Give all of the lines again, with nothing added or dropped.

┌──

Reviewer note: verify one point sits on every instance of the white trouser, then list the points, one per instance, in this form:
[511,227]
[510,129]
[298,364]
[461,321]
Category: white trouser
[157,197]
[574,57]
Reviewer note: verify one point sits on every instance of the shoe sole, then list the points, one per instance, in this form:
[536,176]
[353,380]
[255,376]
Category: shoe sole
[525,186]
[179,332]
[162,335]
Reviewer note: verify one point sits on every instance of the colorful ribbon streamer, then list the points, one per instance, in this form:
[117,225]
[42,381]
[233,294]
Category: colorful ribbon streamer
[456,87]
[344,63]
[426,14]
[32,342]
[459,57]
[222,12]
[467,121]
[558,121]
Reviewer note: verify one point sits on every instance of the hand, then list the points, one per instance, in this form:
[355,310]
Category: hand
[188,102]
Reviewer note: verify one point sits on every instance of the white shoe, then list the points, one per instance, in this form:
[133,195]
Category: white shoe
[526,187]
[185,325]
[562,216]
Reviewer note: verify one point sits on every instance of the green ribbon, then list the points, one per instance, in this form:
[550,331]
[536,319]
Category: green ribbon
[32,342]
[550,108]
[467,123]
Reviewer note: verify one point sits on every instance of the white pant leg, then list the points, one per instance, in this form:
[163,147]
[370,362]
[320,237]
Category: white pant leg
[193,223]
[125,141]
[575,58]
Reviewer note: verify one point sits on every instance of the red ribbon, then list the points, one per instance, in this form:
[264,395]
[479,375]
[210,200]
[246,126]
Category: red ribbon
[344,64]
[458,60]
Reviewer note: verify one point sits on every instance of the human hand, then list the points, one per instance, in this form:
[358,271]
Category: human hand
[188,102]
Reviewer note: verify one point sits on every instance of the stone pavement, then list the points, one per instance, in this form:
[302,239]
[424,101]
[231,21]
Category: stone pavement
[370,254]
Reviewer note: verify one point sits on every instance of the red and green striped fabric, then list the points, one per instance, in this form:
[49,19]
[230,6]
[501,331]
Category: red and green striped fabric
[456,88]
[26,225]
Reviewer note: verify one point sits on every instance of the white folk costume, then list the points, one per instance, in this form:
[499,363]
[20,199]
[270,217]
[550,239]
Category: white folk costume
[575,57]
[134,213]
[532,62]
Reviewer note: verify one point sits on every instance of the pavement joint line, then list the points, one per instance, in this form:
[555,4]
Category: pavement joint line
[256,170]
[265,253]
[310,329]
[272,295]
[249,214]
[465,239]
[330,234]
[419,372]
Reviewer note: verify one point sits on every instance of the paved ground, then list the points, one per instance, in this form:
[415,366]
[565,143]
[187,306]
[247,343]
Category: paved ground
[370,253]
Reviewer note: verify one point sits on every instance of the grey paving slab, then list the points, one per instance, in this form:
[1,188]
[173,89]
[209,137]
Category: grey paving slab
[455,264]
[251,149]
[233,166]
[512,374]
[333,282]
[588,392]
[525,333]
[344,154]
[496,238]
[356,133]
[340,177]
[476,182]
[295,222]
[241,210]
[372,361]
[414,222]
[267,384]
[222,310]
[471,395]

└──

**WRITTEN ANSWER**
Reviewer note: verify one point sits on every instance of the white trouser, then list the points, one per instance, in this form:
[511,227]
[510,129]
[298,364]
[461,321]
Category: white trouser
[157,197]
[574,57]
Reviewer note: verify one point sits on every instance of the shoe sole, then list the points, one per instance, in this form:
[536,176]
[353,380]
[255,376]
Category: shoe sole
[525,186]
[179,332]
[162,335]
Reviewer note: verify one point sits on every instance of the colorful ribbon streamer, then list the points, one per instance, in this form:
[117,225]
[42,381]
[233,294]
Category: colorful ribbon streamer
[456,87]
[344,63]
[426,14]
[32,342]
[459,57]
[222,12]
[467,121]
[558,121]
Reviewer note: verify one point sits on every instance of the hand, then list the points, one per instance, in this form:
[355,310]
Category: hand
[188,102]
Reviewer note: verify one point sits on every instance of the white shoe, then list the points, one per instance, in this form:
[133,195]
Category: white shoe
[526,187]
[185,325]
[562,216]
Reviewer note: verify one point sits on every instance of the green ribbon, then list the points, one per instance, in this form:
[550,331]
[536,319]
Category: green ribbon
[32,342]
[550,108]
[467,123]
Reviewer note: verify one point sits on every instance of the white pant leg, then list the points, one per instance, in this form:
[163,147]
[370,362]
[320,237]
Category: white pant leg
[193,223]
[125,141]
[575,58]
Reviewer note: verify one point sits on every instance of the red ribbon, then list the points, one per instance, in this form:
[264,395]
[479,375]
[210,200]
[246,126]
Category: red ribbon
[344,64]
[458,60]
Reviewer note: verify one point sits on every instance of the human hand, then list the points, one per instance, in this form:
[358,271]
Category: human hand
[188,102]
Reviewer note: verify one point sits on every instance of the stone pavement, then list the points, one per instance, in this form:
[302,239]
[424,101]
[231,21]
Category: stone pavement
[370,254]
Reviewer note: verify one point sits on every instance of the red and green striped fabric, then list the points, one per instance, in this form:
[49,19]
[230,6]
[501,331]
Category: red and green striped fabric
[456,88]
[26,225]
Reviewer note: verify one point sits on every instance of the white folk costume, then list the points, one per instance, in this form:
[499,363]
[20,199]
[270,217]
[550,239]
Category: white folk costume
[575,57]
[134,213]
[532,62]
Reviewer note: verify one point sits on every instance of the pavement joint line, then list the points, one per instance, in this form:
[555,4]
Category: pavement joint line
[256,170]
[265,253]
[310,329]
[272,295]
[249,214]
[465,239]
[330,234]
[419,372]
Reviewer note: verify one point sits on every instance of the paved ground, then list the points, one per instance, in this form:
[415,366]
[565,143]
[187,306]
[247,343]
Category: paved ground
[370,253]
Reviewer note: verify one point sits on every instance of the grey paving slab, then list the points, one per instance, in this form:
[1,188]
[173,89]
[209,137]
Category: grey paving slab
[455,264]
[251,149]
[233,166]
[512,374]
[333,282]
[588,392]
[525,333]
[344,154]
[496,238]
[356,133]
[340,177]
[476,182]
[295,222]
[241,210]
[372,361]
[414,222]
[267,384]
[222,310]
[471,395]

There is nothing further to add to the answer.